-- BEGIN Data for the task --
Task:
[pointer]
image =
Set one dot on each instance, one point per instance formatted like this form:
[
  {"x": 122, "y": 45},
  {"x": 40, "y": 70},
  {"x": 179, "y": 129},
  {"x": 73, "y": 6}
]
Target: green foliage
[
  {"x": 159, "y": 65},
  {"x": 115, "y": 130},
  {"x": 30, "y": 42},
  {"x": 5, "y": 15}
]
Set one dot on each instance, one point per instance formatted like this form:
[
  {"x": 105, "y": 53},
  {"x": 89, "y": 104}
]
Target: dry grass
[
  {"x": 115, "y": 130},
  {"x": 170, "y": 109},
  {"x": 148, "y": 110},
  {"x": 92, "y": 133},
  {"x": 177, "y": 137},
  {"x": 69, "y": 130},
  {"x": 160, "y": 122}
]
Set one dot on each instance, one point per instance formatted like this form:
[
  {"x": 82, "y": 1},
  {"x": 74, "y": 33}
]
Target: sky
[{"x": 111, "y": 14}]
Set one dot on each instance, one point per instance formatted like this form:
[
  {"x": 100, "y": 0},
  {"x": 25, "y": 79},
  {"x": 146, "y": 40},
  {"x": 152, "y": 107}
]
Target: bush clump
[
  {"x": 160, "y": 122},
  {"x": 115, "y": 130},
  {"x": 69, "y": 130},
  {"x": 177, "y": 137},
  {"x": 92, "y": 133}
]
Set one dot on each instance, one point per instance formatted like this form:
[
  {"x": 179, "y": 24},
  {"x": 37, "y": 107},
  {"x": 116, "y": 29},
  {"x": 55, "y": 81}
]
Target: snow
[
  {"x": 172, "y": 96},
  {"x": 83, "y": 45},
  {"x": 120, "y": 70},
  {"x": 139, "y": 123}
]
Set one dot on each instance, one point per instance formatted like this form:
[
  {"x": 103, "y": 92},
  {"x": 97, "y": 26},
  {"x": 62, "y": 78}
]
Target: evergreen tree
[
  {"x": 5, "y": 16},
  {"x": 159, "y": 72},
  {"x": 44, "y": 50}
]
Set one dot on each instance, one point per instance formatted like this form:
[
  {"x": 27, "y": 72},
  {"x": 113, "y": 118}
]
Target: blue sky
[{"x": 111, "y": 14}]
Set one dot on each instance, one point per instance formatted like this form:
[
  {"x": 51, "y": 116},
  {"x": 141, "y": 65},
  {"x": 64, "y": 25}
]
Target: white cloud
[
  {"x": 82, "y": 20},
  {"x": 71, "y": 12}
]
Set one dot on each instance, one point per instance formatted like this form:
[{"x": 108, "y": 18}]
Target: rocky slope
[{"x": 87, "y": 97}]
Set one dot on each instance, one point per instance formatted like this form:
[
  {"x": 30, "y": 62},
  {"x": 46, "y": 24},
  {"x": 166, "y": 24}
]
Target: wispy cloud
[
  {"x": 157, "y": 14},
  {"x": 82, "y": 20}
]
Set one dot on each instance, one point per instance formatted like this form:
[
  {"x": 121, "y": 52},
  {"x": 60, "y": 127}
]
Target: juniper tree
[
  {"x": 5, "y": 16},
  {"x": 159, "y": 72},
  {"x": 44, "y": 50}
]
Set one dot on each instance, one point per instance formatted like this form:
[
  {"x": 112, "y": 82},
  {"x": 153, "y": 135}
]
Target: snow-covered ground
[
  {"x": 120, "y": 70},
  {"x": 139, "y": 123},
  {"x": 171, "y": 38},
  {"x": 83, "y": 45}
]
-- END Data for the task --
**Requirements**
Filter the listing above down to the lines that contain the string "Target". Copy each of those lines.

**Response to the exercise**
Target: green foliage
Target: dry grass
Target: sky
Target: bush clump
Target: snow
Target: evergreen tree
Target: blue sky
Target: white cloud
Target: rocky slope
Target: wispy cloud
Target: juniper tree
Target: snow-covered ground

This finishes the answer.